▶ Set of tasks:
• a. In the Minimum Window Substring solution, what does the method return if count is still above 0 after the first scan?
• b. Decide whether each statement agrees with the Minimum Window Substring solution. Answer yes or no for each, and quote the words that decide it.
(i) The method uses two pointers, left and right, to mark the current string.
(ii) A dict value below 0 means the character is still needed.
(iii) The first scan runs from right to left.
• c. Continue the Minimum Window Substring solution from the point where it stops.

【Leetcode】76. Minimum Window Substring

class Solution1(object):
    def minWindow(self, s, t):
        """
        use a dict to store the count of d each character of t, we use the value of dict to represent how many character current string surplus for t
        if values less than 0, it's means the character is redundant, so we can jump it and add one to the value
        use two pointer left and right to identify current string
        we first scan from left to right and get index which s[:index+1] contains t
        the move right pointer one step at a time, after that, we move left pointer, if dict[s[left]] < 0, we jump it until dict[s[left]] > 0
        """
        from collections import defaultdict
        dict_t =  defaultdict(int)
        for char in t:
            dict_t[char] += 1
        count = len(t)
        index = 0
        for i in range(len(s)):
            if dict_t[s[i]] > 0:
                dict_t[s[i]] -= 1
                count -= 1
                if count == 0:
                    index = i
                    break
            else:
                dict_t[s[i]] -= 1
        if count > 0: return ""

▶ Entries shown:
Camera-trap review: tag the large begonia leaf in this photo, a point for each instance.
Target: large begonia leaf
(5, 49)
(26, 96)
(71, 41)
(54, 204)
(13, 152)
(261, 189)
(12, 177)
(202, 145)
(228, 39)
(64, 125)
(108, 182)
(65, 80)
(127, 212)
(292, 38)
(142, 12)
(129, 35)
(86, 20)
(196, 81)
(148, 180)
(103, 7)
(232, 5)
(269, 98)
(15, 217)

▶ Answers for the tasks:
• a. An empty string ("").

• b.
(i) Yes: "use two pointer left and right to identify current string"
(ii) No: "if values less than 0, it's means the character is redundant"
(iii) No: "we first scan from left to right"

• c.
        left, right = 0, index
        result = s[left: right+1]
        while(True):
            while(dict_t[s[left]] < 0):
                dict_t[s[left]] += 1
                left += 1
            if len(result) > right - left + 1:
                result = s[left:right+1]
            right += 1
            if right == len(s):
                break
            dict_t[s[right]] -= 1
        return result


class Solution2(object):
    """
    a little optimization of solution 1
    we only need to store character appear in t
    """
    def minWindow(self, s, t):
        dict_t = {}
        for char in t:
            dict_t[char] = dict_t.get(char, 0) + 1
        count = len(t)
        index = -1
        for i in range(len(s)):
            if s[i] in dict_t:
                if dict_t[s[i]] > 0:
                    count -= 1
                dict_t[s[i]] -=1
                if count == 0:
                    index = i
                    break
        if count > 0: return ""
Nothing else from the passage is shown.